▶ [Problem] Exact repetition, please: start with the line where "One point lands on each instance of the tree-covered" appears and stop after the final line of the records.

---*---

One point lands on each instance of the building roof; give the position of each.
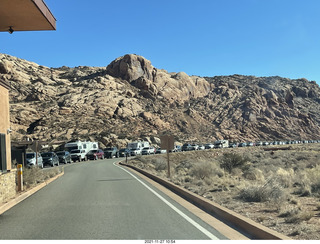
(25, 15)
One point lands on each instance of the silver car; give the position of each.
(31, 160)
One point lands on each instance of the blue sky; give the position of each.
(203, 37)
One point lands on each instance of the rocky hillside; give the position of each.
(130, 99)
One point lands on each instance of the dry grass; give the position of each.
(33, 176)
(279, 189)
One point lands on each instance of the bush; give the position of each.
(35, 175)
(205, 169)
(253, 174)
(299, 217)
(160, 164)
(268, 192)
(232, 160)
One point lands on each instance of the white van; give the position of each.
(31, 160)
(78, 149)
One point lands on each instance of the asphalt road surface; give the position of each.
(101, 201)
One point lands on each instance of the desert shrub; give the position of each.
(202, 170)
(142, 159)
(160, 164)
(307, 182)
(299, 217)
(230, 161)
(289, 212)
(205, 169)
(183, 165)
(271, 191)
(35, 175)
(253, 174)
(283, 177)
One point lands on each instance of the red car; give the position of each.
(95, 154)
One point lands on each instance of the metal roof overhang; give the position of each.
(25, 15)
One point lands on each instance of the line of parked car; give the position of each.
(55, 158)
(63, 157)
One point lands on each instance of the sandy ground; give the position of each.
(295, 173)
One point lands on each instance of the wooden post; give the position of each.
(169, 174)
(20, 177)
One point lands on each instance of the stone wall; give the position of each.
(7, 185)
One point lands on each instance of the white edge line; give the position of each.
(191, 221)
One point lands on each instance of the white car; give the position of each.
(31, 159)
(136, 151)
(209, 146)
(201, 147)
(160, 151)
(147, 151)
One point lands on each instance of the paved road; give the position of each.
(98, 200)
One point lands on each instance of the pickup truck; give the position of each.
(95, 154)
(147, 151)
(78, 155)
(111, 152)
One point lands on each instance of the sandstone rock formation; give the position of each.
(131, 99)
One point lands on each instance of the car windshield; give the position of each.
(30, 155)
(46, 154)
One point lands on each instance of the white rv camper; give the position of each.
(79, 149)
(221, 144)
(137, 146)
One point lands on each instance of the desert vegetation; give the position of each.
(277, 188)
(33, 176)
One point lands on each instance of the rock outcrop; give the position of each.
(131, 99)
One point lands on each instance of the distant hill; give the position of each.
(130, 99)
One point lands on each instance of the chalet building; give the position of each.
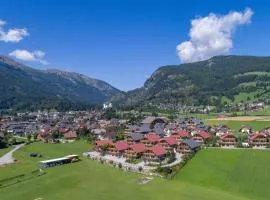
(246, 129)
(200, 136)
(100, 143)
(118, 148)
(180, 135)
(265, 130)
(150, 140)
(134, 138)
(258, 140)
(70, 135)
(63, 130)
(168, 143)
(227, 140)
(186, 147)
(135, 151)
(155, 153)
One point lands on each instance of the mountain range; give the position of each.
(218, 81)
(24, 87)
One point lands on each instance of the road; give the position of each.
(8, 158)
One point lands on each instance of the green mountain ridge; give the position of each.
(22, 87)
(221, 79)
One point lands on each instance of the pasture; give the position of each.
(210, 175)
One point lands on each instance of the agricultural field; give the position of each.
(4, 151)
(257, 123)
(210, 175)
(243, 172)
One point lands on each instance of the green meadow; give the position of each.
(243, 172)
(236, 125)
(210, 175)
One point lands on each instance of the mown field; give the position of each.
(243, 172)
(236, 124)
(4, 151)
(210, 175)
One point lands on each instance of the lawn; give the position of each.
(236, 125)
(88, 179)
(4, 151)
(243, 172)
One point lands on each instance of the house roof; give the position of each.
(103, 142)
(136, 136)
(150, 120)
(171, 140)
(121, 145)
(204, 134)
(258, 135)
(63, 130)
(183, 133)
(153, 137)
(191, 143)
(225, 135)
(158, 150)
(70, 134)
(138, 148)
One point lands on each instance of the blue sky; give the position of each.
(122, 42)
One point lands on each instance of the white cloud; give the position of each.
(211, 35)
(12, 35)
(36, 56)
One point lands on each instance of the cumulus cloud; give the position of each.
(211, 35)
(35, 56)
(12, 35)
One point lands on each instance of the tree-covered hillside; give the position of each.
(219, 80)
(22, 87)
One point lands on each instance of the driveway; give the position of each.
(8, 158)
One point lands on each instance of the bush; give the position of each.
(120, 165)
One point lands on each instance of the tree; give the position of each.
(35, 136)
(155, 114)
(28, 136)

---*---

▶ [Final answer]
One point lands on each instance of the tree-covered hillside; give the position of each.
(219, 80)
(22, 87)
One point lands on each instance of the driveway; give the position of each.
(8, 158)
One point lands on each instance of the bush; give the position of each.
(120, 165)
One point lands on each instance of the tree; give the position of each.
(35, 136)
(155, 114)
(28, 136)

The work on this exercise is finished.